Письменное задание 1
Какие роли Нерон играл на сцене, согласно фрагменту о походе к Каспию?

Приведённый фрагмент
::::::

Учитывая, что в эти годы римляне не сумели удержать под своим военным контролем даже Армению, а главной задачей войск в Сирии была защита границы по Евфрату, не говоря уже о мятежной Иудее, где до прибытия Веспасиана римляне терпели чувствительные неудачи, воспринимать всерьез подготовку Нероном похода к берегам Каспия и перевалам Кавказа не приходится. Это было очередное театральное действо, только сочиненное и срежиссированное самим Нероном. Он упоенно изображал Александра Великого во главе его бессмертной фаланги, как на сцене играл роли Эдипа, Ореста, Геркулеса. Игра, очевидно, не была слишком продолжительной, и, вдоволь налюбовавшись своими шестифутовыми новобранцами, он ею пресытился. На Восток фаланга двинулась, но ушла недалеко.

::::::

Собранные данные
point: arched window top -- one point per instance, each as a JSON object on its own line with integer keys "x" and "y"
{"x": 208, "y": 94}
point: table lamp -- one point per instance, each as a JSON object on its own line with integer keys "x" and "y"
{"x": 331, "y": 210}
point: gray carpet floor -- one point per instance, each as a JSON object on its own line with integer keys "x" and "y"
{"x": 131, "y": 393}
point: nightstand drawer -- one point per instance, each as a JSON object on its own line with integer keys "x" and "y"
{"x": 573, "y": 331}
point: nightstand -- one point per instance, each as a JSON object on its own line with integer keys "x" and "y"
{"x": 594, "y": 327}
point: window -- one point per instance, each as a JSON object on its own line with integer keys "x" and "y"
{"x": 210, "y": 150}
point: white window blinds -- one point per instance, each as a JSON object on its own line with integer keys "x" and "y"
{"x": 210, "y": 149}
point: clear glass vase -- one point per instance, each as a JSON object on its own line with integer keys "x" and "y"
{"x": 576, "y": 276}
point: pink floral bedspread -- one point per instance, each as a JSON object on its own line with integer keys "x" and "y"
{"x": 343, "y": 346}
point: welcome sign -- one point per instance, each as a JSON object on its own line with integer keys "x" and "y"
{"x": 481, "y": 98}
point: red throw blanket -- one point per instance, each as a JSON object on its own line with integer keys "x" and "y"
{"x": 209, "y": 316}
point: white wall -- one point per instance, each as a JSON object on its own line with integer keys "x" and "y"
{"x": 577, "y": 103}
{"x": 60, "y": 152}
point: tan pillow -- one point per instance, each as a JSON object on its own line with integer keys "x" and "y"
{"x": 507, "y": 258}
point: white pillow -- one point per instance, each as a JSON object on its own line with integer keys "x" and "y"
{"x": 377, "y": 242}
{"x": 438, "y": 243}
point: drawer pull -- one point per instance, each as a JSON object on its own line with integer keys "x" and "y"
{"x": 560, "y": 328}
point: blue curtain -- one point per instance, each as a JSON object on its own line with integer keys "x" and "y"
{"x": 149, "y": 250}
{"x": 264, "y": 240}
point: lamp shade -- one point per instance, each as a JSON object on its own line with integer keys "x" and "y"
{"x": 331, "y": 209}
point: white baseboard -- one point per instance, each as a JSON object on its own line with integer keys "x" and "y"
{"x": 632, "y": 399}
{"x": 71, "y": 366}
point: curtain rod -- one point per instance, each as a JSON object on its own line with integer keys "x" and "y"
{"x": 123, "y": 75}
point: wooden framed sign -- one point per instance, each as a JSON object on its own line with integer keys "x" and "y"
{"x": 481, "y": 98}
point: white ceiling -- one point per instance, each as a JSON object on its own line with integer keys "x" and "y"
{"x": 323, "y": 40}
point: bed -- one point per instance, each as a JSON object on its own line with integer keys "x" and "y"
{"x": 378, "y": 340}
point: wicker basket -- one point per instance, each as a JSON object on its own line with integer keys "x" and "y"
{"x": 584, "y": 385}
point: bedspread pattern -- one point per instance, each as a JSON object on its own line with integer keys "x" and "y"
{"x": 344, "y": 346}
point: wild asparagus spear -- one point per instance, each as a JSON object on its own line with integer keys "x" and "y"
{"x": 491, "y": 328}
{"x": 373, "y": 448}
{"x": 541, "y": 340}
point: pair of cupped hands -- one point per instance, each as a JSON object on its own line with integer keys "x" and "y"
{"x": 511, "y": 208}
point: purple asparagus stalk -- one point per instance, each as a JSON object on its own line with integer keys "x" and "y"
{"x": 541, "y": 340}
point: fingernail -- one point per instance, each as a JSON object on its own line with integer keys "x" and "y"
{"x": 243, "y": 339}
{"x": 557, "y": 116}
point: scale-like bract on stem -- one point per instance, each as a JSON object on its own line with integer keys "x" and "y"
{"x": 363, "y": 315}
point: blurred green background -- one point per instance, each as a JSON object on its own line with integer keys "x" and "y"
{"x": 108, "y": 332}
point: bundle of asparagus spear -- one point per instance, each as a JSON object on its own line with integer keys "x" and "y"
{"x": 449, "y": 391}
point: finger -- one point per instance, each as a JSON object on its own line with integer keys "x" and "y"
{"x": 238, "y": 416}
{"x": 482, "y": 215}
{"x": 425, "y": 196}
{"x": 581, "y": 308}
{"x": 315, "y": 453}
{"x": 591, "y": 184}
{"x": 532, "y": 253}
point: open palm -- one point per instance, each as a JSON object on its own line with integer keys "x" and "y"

::::::

Письменное задание 2
Выберите из записей все строки, в которых встречается слово «pillow». Регистр букв учитывается.

Ответ к заданию 1
Эдипа, Ореста и Геркулеса.

Ответ к заданию 2
point: tan pillow -- one point per instance, each as a JSON object on its own line with integer keys "x" and "y"
point: white pillow -- one point per instance, each as a JSON object on its own line with integer keys "x" and "y"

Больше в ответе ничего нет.